_Work instructions_.
Please print every line of the listing, unchanged.

_Records shown_.
______________________________
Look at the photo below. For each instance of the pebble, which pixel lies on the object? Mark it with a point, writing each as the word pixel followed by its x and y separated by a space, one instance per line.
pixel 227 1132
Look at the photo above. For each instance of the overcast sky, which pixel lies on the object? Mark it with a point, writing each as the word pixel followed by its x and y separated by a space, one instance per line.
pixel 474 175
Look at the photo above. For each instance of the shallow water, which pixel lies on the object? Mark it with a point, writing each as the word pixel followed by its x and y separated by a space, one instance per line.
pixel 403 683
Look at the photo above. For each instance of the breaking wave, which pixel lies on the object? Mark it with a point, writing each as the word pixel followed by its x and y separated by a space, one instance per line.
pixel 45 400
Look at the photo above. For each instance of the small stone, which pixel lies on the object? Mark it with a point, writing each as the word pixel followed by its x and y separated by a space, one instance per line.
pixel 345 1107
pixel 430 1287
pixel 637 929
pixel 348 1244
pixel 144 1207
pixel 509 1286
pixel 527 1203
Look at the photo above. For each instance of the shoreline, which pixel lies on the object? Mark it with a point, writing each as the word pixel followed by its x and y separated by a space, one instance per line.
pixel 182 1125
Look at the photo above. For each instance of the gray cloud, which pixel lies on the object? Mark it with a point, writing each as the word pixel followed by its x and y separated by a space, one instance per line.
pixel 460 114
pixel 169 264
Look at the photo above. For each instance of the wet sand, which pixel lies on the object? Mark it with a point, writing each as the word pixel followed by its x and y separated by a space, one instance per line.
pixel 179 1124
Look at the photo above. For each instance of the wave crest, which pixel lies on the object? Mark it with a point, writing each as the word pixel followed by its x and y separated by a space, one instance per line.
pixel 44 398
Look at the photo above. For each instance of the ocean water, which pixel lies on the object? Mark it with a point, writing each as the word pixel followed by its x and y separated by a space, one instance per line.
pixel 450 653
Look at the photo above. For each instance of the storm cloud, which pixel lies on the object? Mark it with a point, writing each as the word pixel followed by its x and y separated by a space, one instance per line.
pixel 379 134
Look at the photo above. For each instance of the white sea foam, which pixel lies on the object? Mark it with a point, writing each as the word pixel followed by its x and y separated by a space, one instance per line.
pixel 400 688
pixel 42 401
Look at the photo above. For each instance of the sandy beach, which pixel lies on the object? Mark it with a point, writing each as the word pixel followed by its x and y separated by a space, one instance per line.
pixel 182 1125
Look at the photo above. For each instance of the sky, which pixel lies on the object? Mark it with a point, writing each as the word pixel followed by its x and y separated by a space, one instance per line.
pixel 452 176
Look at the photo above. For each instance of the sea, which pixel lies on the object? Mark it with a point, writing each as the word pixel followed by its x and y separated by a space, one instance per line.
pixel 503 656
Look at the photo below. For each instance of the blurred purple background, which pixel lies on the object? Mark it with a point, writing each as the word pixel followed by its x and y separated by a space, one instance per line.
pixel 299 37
______________________________
_Solution for this problem_.
Look at the photo below. For each instance of the pebble, which pixel lies on the object? Mark it with a point, writing each as the word pixel followed by its x and y separated by a space, one instance per line.
pixel 227 1132
Look at the photo above. For each instance of the overcast sky, which pixel lies on the object? Mark it with a point, writing each as the word pixel followed by its x and y separated by a space, one instance per line.
pixel 474 175
Look at the photo above. For each instance of the shallow water, which pixel lies on the object? Mark it with a point, writing each as the word pixel followed by its x and y separated by a space, one instance per line.
pixel 403 683
Look at the photo above. For each instance of the breaking wave, which pixel lies on the object? Mark it with a point, writing each as the word pixel followed by its x and y separated by a space, one instance per line.
pixel 45 400
Look at the photo above. For each instance of the small stone, which pixel lies on the object? Mark it with a point, writing each as the word pixel followed by its x and y separated by a space, one instance per line.
pixel 345 1107
pixel 430 1287
pixel 637 929
pixel 348 1244
pixel 144 1207
pixel 509 1286
pixel 527 1203
Look at the photo above. For each instance of the shoreline, which pixel lies on the object? Mark it with a point, writing each as the word pixel followed by its x and y separated by a space, one instance per line.
pixel 182 1125
Look at the photo above. For each instance of the gray cloud, which pixel lies on the object? Mark it with a point, writing each as the word pixel followed by its x and y separated by a space, one instance per line.
pixel 460 114
pixel 169 264
Look at the photo above. For each instance of the wet sand, which pixel lies on the object? Mark it with a point, writing each as the word pixel followed by its x and y separated by a space, one instance per line.
pixel 179 1124
Look at the photo above. For each instance of the wave crest, which pixel lies on the object? Mark it with a point, writing each as the word pixel followed by its x and y separated by a space, one instance per line.
pixel 44 398
Look at the photo above. For each instance of the ocean water, which pixel lies on the object? Mark it with a point, writing each as the word pixel followed by its x and y separated by a space, one instance per line.
pixel 450 653
Look at the photo above. For each instance of the storm cloud, which pixel lies on the object? Mark it with a point, writing each as the word pixel followed by its x and y separated by a space, one instance per line.
pixel 379 134
Look at the photo above. For each instance of the white sea foam, which pixel lies on the object? Mark it with a point, writing each as the word pixel followed by its x and y separated by a space, one instance per line.
pixel 400 688
pixel 42 401
Look at the photo above. For each instance of the sandy beach, which pixel lies on the object? Mark it with a point, writing each as the word pixel followed by its x and y separated by a space, one instance per line.
pixel 182 1125
Look at the photo above. For each instance of the sky, which pixel lies on the object? Mark it with a point, writing each as the word pixel followed by its x and y separated by a space, one instance per line.
pixel 452 176
Look at the photo above. For each instance of the sea, which pixel lies on the object? Mark it with a point, writing each as the word pixel followed by its x and y separated by a space, one instance per line.
pixel 503 656
Look at the photo below. For each instance of the blurred purple background, which pixel lies on the object? Mark it with a point, writing each as the word pixel followed by its x and y separated by a space, one instance per line.
pixel 299 37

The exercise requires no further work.